Excerpt provided —
So I tend to define my schema in Pydantic and just pass the Pydantic class as my response_format.

3 Likes

Thanks! but for here - https://openai.com/index/introducing-structured-outputs-in-the-api/ - for the UI output, how is the JSON output structured like this? is it the assistant specifically or is it not clear from the example? output in question.

{
“type”: “div”,
“label”: “”,
“children”: [
{
“type”: “header”,
“label”: “”,
“children”: [
{
“type”: “div”,
“label”: “Green Thumb Gardening”,
“children”: ,
“attributes”: [{ “name”: “className”, “value”: “site-title” }]
},
{
“type”: “div”,
“label”: “Bringing Life to Your Garden”,
“children”: ,
“attributes”: [{ “name”: “className”, “value”: “site-tagline” }]
}
],
“attributes”: [{ “name”: “className”, “value”: “header” }]
},
{
“type”: “section”,
“label”: “”,
“children”: [
{
“type”: “div”,
“label”: “”,
“children”: [
{
“type”: “div”,
“label”: “About Us”,
“children”: [
{
“type”: “div”,
“label”: “At Green Thumb Gardening, we specialize in transforming your outdoor spaces into beautiful, thriving gardens. Our team has decades of experience in horticulture and landscape design.”,
“children”: ,
“attributes”: [
{ “name”: “className”, “value”: “about-description” }
]
}
],
“attributes”: [{ “name”: “className”, “value”: “about-section” }]
}
],
“attributes”: [{ “name”: “className”, “value”: “content” }]
}
],
“attributes”: [{ “name”: “className”, “value”: “about-container” }]
},
{
“type”: “section”,
“label”: “”,
“children”: [
{
“type”: “div”,
“label”: “”,
“children”: [
{
“type”: “div”,
“label”: “Our Services”,
“children”: [
{
“type”: “div”,
“label”: “Garden Design”,
“children”: ,
“attributes”: [
{ “name”: “className”, “value”: “service-item” }
]
},
{
“type”: “div”,
“label”: “Plant Care & Maintenance”,
“children”: ,
“attributes”: [
{ “name”: “className”, “value”: “service-item” }
]
},
{
“type”: “div”,
“label”: “Seasonal Cleanup”,
“children”: ,
“attributes”: [
{ “name”: “className”, “value”: “service-item” }
]
},
{
“type”: “div”,
“label”: “Custom Landscaping”,
“children”: ,
“attributes”: [
{ “name”: “className”, “value”: “service-item” }
]
}
],
“attributes”: [{ “name”: “className”, “value”: “services-list” }]
}
],
“attributes”: [{ “name”: “className”, “value”: “content” }]
}
],
“attributes”: [{ “name”: “className”, “value”: “services-container” }]
}
],
“attributes”: [{ “name”: “className”, “value”: “landing-page” }]
}

Hi @platypus !

Excerpted records —
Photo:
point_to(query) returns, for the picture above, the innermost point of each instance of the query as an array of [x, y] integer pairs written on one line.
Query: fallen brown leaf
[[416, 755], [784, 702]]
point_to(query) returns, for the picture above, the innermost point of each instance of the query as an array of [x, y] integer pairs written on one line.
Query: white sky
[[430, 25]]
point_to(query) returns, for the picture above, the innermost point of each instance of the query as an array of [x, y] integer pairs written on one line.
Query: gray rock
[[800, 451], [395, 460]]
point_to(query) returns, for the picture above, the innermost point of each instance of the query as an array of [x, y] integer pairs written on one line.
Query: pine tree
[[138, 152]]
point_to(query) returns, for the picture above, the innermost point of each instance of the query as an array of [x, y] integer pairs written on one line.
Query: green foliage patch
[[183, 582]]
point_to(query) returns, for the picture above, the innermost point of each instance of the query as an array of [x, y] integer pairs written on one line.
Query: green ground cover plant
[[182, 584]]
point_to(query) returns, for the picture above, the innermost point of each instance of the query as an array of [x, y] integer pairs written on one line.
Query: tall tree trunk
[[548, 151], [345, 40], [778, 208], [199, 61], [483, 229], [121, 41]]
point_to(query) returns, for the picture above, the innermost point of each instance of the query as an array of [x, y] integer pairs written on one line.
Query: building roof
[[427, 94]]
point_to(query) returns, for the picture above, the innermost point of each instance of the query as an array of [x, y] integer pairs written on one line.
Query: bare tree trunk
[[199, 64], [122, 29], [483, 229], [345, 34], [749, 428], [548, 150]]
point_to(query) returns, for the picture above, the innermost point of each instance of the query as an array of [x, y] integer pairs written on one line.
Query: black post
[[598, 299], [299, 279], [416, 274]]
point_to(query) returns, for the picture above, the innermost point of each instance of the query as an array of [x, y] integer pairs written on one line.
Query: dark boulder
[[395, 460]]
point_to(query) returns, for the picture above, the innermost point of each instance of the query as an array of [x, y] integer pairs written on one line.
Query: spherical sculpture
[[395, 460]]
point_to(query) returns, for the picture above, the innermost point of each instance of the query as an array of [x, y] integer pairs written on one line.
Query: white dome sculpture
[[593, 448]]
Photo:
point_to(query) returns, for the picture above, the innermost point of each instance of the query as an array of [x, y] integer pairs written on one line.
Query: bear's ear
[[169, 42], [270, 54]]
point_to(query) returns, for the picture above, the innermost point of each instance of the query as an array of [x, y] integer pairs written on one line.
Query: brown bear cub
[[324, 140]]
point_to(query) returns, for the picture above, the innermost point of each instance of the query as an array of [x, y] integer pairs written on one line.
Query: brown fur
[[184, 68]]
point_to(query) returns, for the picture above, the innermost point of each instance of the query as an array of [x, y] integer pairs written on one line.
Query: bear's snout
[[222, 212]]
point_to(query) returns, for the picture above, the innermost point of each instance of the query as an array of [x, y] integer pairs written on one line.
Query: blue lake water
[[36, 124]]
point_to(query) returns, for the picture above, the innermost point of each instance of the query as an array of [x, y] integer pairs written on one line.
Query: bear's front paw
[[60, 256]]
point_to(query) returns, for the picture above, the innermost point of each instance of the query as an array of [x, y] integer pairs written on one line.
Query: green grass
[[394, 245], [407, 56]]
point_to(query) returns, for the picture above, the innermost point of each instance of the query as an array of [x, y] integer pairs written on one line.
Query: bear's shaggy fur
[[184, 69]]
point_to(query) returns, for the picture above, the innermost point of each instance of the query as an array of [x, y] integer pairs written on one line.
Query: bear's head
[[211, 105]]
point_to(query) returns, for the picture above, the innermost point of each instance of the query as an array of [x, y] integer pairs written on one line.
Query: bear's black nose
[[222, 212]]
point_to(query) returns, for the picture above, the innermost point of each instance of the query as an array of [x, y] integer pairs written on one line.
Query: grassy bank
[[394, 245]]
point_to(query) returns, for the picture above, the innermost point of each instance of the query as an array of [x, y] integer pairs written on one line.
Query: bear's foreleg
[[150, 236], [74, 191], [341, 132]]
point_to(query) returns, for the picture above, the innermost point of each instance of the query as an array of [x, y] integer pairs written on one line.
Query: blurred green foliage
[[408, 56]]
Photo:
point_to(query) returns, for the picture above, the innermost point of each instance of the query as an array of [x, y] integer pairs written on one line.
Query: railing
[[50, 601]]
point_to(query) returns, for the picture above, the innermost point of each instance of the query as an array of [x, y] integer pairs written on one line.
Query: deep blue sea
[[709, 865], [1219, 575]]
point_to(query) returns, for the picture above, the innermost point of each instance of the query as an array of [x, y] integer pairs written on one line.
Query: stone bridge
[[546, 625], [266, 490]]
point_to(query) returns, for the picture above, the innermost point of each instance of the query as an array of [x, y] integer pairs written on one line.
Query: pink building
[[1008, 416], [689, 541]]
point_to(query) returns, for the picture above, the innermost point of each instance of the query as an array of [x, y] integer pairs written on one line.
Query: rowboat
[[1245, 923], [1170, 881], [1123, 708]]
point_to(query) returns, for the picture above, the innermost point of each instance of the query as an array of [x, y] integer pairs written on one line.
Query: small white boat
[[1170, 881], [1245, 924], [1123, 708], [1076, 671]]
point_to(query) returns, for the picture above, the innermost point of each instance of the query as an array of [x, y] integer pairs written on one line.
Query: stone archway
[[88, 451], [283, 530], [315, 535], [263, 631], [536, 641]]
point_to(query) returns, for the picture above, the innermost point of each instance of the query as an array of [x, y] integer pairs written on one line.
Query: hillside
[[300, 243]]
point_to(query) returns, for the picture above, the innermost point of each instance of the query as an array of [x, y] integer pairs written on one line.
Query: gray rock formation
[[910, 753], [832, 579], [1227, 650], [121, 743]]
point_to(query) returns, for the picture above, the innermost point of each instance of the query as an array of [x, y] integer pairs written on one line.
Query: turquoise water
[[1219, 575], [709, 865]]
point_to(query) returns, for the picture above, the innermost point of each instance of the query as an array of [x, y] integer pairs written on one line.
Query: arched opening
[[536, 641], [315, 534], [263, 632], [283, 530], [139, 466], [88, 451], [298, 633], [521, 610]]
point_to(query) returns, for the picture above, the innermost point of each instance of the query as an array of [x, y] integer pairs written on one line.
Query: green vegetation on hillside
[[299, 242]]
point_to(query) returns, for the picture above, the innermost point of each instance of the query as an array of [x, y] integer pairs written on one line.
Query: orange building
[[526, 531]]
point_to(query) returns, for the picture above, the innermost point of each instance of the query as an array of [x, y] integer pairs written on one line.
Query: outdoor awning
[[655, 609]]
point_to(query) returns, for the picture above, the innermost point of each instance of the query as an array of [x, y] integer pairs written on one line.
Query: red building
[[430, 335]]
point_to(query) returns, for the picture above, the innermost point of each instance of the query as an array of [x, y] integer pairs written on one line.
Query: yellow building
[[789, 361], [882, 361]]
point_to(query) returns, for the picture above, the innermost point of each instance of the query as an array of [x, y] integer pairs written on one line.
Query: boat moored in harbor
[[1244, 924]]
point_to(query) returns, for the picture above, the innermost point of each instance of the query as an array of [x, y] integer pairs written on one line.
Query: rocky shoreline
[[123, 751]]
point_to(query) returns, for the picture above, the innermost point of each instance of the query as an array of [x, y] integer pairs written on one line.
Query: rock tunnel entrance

Problem 1 —
Answer these questions about the forum excerpt:
(a) What does the first poster pass as the response_format?
(b) Which label is paired with the className value "site-tagline"?
(c) What className value is given to the outermost element of the JSON output?
Problem 2 — Rewrite the forum excerpt from "So I tend to" to "output in question.", replacing "Pydantic" with "attrs".
Answer using only the forum excerpt.

Response box 1 —
(a) The Pydantic class in which the schema is defined.
(b) "Bringing Life to Your Garden"
(c) "landing-page"

Response box 2 —
So I tend to define my schema in attrs and just pass the attrs class as my response_format.

3 Likes

Thanks! but for here - https://openai.com/index/introducing-structured-outputs-in-the-api/ - for the UI output, how is the JSON output structured like this? is it the assistant specifically or is it not clear from the example? output in question.